━━━ Textauszug ━━━
Das zeigt auch das Interesse bei Vereinen in der Region an dem Angebot, das nach einer Testphase 14.90 Euro pro Monat kostet, als abgespeckte Variante aber auch zum Nulltarif zur Verfügung steht. "Ziemlich cool", sagt Miguel da Silva. "Die App löst alltägliche Probleme von Amateurtrainern, wie sie immer wieder auftreten." Auch sein Kollege Sven Pichler ist überzeugt: "Für Jugendtrainer oder Leute, die nicht so viel Zeit haben, ist die App absolut genial." Der Trainer des Reutlinger A-Ligisten SV Walddorf selbst lässt sich zwar selbst nicht das ganze Programm für seine Einheiten vorgeben, nutzt "we.train.football" aber als "Inspiration". "Ich habe schon die ein oder andere Übung rausgezogen. Alleine für die Ideensammlung ist es eine gute Sache. In der Gewohnheit wird man ja oft auch ein bisschen blind."
━━━ Datenauflistung ━━━
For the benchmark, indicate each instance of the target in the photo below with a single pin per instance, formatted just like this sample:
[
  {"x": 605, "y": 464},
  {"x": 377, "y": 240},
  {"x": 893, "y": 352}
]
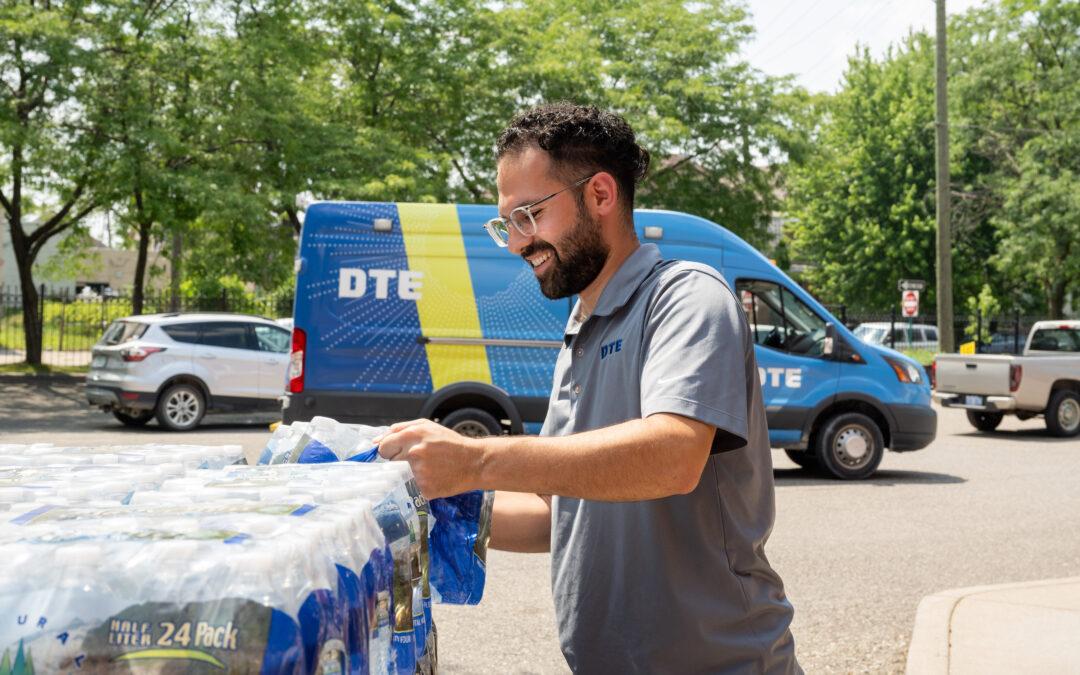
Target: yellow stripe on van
━━━
━━━ Datenauflistung ━━━
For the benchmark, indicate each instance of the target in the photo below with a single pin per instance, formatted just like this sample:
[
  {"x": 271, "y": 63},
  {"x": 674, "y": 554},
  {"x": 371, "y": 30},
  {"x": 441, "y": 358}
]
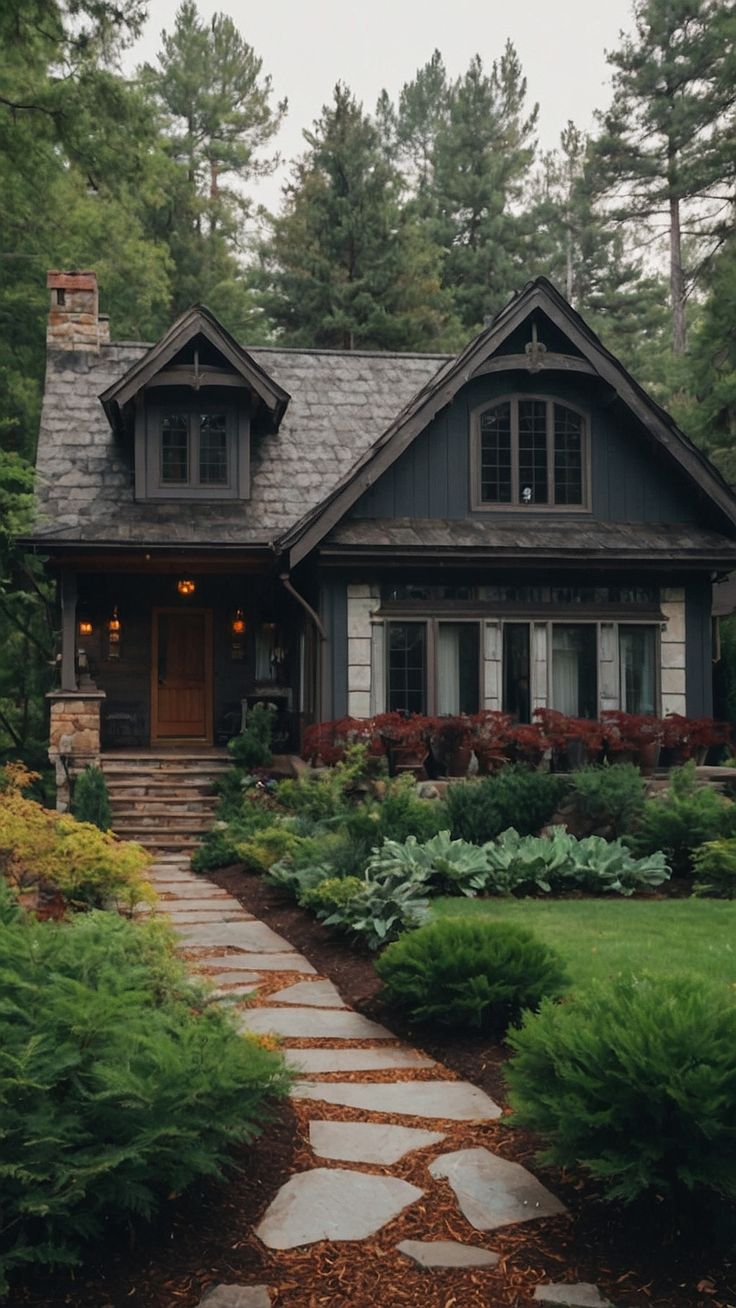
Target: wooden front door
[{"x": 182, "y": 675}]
━━━
• Aufgabe:
Stimmen die Aussagen 1. bis 3. mit dem Textauszug überein? Antworten Sie jeweils mit Ja oder Nein und zitieren Sie die ausschlaggebende Stelle wörtlich.
1. Nach der Testphase kostet das Angebot 14,90 Euro im Monat.
2. Es gibt keine kostenlose Version der App.
3. Laut Miguel da Silva löst die App vor allem Probleme von Profitrainern.
Die Daten sind eigenständiges Material ohne Bezug zum Textauszug.

• Lösung:
1. Ja: „das nach einer Testphase 14.90 Euro pro Monat kostet“
2. Nein: „als abgespeckte Variante aber auch zum Nulltarif zur Verfügung steht“
3. Nein: „Die App löst alltägliche Probleme von Amateurtrainern“